● **TEXT PASSAGE**:
How do migrants and states manage borders?

New major joint migration project between DIIS and University of Oslo

The new joint project 'Transnationalism from above and below: Migration management and how migrants manage' (MIGMA) launched this week in Oslo. University of Oslo is host institution and DIIS is one of the partners along with the Peace Research Institute Oslo (PRIO) and the Faculty of Law at the University of Bergen (UiB).

DIIS researcher Sine Plambech is the participant from DIIS. Plambech will in the coming years conduct field work in Denmark, Italy and Nigeria. Her project explores the routes of migrants through and across EU and how member states seek to control, hinder and manage migrants. She will also explore the circulation of migrants within EU and how an increasing number of migrants are being returned or deported to other EU member states.

● **DATA EXCERPTS**:

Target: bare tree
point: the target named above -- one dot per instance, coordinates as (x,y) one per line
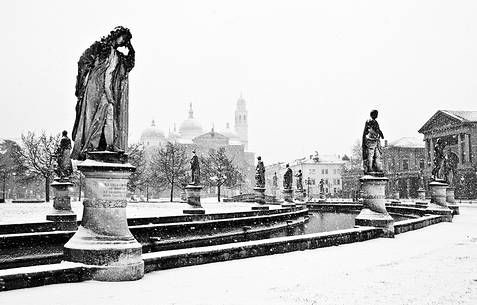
(169,166)
(11,164)
(218,170)
(39,153)
(142,178)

● **TASK TO COMPLETE**:
Repeat word for word the passage of the migration project announcement from "DIIS researcher Sine" to "EU member states.". The data has no connection to the text about the migration project.

● **RESPONSE TO THIS TASK**:
DIIS researcher Sine Plambech is the participant from DIIS. Plambech will in the coming years conduct field work in Denmark, Italy and Nigeria. Her project explores the routes of migrants through and across EU and how member states seek to control, hinder and manage migrants. She will also explore the circulation of migrants within EU and how an increasing number of migrants are being returned or deported to other EU member states.